Short task 1
Output the passage of the forum thread on surround speakers from "In a shorter" up to and including "running them hot!", copied word for word.

Passage given
╔══

My question then would be...why can't you use a $10 speaker to reproduce these minimal sounds? Does the quality of the surrounds in a 5.1/7.1 setup only come into play during music? Even then, wouldn't purists argue that music should be heard in stereo?


----------



## chadnliz (Feb 12, 2010)

That is all up to the individual to detertime based on what they hear. I have matched mains and center but seperate brand for rears, some swear they all need to match but I challenge most of these people to pick them out in the dark or blind. It has been a misleading demand from many for as long as I can remember, this could and likely is more critical for music based surround but again isnt a make or break rule. Try some cheap speakers and see what you think, while I dont think and never will that rears all have to match the rest there is ofcourse a certain ammount of quality you wont get with cheaper speakers.
Music is an area where as you suggest there are many who feel 2 channel is best way to go, I am one of them but not because it cant be better but because often the mix leaves much to be desired. I have a few SACD and DVDA discs that are awesome yet some have such stupid studio trickory (goofy front to rear and side to side information) that they just are annoying to listen to.

Dont buy the hype, if you cant afford a certain speaker get what makes you happy and ignore the noise from critics, they dont pay your bills or likely will ever visit you to hear them in the first place.


----------



## tonyvdb (Sep 5, 2007)

Andoskyy said:


> Thank you again. These posts all make sense in that I should not be expecting dynamic sound from the rear.
> 
> My question then would be...why can't you use a $10 speaker to reproduce these minimal sounds? Does the quality of the surrounds in a 5.1/7.1 setup only come into play during music? Even then, wouldn't purists argue that music should be heard in stereo?


There seems to be some misunderstanding about what actually is sent to the surround channels. Movies of the 80's and early 90's did not really use the surround channels to there full advantage as few if any movies had more than Dolby prologic. With todays uncompressed formats offering up to 7.1 channels of uncompressed audio this is not the case anymore. The surrounds now get used much more frequently for example when a helicopter fly's by overhead that sound is run from the front speakers all the way through the sides and to the back and is not compressed or band limited in the rear channels you will get full dynamics. There are many movies that without proper speakers on all 7 channels you loose out on just how powerful this can impact the movies overall sound in your home theater.


----------



## Prof. (Oct 20, 2006)

The other thing is, it depends on how long your room is when it comes to rear speakers..
In a shorter room that only has provision for one row of seats, there isn't much point in having rear speakers as your surrounds should extend the effects back past the position of the side surrounds..

If your room is long enough for two rows of seats or more, then there can be some added benefit by having rear speakers..


----------



## recruit (May 9, 2009)

Lifting the surround volume above the 75db recommended volume is a personal preference tbh but I do know a lot of people that do it, personally all my levels are set to 75db and sounds god enough to me but there is nothing wrong in going above that, people with subs are always running them hot!


----------

╚══

Short task 2
Pull out every line of the rows below that contains the string "street", treating uppercase and lowercase as different.

Data rows
╔══

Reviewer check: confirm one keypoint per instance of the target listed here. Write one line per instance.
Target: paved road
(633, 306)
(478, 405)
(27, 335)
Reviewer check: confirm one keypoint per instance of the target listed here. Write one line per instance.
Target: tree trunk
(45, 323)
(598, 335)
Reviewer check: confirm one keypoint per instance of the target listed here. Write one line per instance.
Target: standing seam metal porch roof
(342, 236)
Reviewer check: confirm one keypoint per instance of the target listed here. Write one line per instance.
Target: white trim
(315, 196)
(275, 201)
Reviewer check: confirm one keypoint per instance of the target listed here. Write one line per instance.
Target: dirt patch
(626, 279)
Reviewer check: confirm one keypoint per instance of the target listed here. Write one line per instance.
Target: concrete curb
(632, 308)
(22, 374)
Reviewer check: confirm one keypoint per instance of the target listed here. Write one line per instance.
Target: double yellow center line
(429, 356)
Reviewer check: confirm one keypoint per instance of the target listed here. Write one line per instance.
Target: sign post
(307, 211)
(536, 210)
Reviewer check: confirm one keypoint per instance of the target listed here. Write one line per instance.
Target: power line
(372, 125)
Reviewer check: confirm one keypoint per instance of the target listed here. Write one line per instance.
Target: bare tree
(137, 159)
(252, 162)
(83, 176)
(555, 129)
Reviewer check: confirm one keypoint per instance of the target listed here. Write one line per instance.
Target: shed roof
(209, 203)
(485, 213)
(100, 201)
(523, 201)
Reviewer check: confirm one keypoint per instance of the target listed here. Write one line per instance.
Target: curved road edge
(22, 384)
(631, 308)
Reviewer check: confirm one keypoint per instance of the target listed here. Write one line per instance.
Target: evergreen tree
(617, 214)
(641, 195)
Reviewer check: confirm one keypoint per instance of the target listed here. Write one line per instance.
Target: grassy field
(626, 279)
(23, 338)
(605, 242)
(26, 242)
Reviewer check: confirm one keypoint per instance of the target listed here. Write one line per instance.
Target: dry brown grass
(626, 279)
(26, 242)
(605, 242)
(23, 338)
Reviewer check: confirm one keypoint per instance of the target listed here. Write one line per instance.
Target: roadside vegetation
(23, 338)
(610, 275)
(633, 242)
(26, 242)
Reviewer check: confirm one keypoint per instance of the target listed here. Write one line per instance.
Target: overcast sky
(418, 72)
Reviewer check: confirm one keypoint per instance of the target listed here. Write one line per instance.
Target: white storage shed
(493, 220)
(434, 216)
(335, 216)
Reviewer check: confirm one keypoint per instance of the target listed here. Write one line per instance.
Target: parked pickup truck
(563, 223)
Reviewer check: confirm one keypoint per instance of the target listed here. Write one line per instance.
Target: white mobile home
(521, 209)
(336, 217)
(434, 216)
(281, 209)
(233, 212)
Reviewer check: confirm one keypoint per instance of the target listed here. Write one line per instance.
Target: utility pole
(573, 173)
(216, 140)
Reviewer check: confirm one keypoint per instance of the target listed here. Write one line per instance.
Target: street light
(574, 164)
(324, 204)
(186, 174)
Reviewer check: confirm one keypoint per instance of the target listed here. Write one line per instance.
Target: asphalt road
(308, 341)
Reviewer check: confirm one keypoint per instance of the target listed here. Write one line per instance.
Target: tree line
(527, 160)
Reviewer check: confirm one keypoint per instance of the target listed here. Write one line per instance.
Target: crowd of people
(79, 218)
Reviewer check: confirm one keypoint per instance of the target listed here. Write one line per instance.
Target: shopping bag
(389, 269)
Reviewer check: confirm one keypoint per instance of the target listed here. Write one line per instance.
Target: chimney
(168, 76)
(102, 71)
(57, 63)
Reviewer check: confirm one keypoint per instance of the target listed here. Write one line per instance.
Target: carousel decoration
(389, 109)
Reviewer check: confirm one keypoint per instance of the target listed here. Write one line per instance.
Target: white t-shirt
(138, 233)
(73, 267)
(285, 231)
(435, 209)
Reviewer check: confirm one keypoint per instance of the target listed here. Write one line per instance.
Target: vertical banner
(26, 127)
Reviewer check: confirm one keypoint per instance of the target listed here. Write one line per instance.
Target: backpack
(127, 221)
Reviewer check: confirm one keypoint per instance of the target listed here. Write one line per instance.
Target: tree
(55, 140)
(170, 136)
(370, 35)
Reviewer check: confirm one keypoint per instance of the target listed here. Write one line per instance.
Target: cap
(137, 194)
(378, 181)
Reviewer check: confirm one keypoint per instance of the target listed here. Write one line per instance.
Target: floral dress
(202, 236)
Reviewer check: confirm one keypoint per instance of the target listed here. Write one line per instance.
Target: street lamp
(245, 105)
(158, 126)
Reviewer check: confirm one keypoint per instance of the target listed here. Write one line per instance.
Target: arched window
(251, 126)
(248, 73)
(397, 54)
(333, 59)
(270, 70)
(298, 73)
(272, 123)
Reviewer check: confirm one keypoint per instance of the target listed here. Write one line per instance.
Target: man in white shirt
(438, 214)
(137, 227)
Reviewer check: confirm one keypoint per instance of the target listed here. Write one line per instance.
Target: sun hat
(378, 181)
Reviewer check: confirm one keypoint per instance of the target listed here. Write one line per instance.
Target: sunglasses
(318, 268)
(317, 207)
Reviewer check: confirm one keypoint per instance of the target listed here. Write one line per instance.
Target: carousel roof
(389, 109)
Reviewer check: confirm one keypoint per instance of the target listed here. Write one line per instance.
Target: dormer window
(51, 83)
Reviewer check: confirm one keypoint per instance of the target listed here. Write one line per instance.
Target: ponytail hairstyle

╚══

Full solution 1
In a shorter room that only has provision for one row of seats, there isn't much point in having rear speakers as your surrounds should extend the effects back past the position of the side surrounds..

If your room is long enough for two rows of seats or more, then there can be some added benefit by having rear speakers..


----------



## recruit (May 9, 2009)

Lifting the surround volume above the 75db recommended volume is a personal preference tbh but I do know a lot of people that do it, personally all my levels are set to 75db and sounds god enough to me but there is nothing wrong in going above that, people with subs are always running them hot!

Full solution 2
Target: street light
Target: street lamp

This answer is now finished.